AIM OF THE TASK — Show every line of the records below that contains the string "folder".

Object point labels:

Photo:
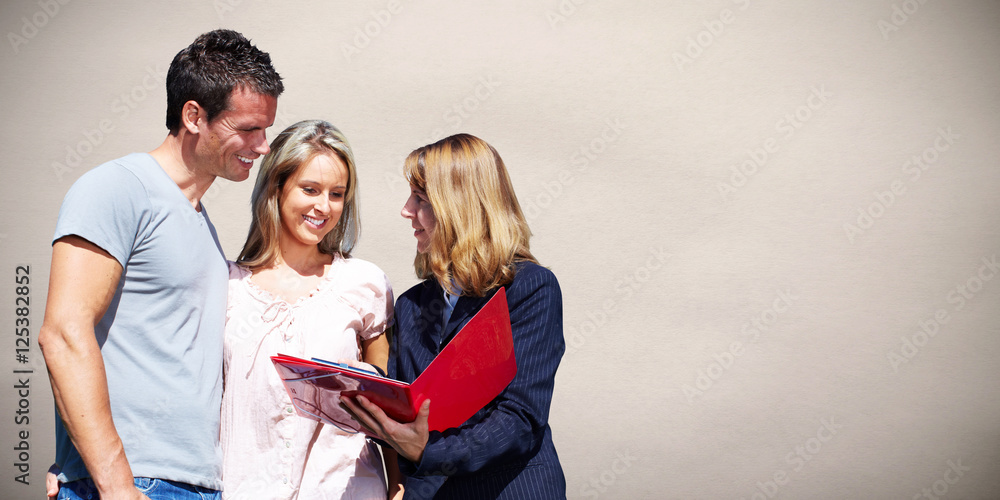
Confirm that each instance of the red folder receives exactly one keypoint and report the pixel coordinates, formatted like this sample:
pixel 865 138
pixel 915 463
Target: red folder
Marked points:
pixel 465 376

SOLUTION TO THIS TASK —
Confirm that each instance of the red folder receives exactly one keypoint and report the pixel coordinates, formatted like this sample:
Target: red folder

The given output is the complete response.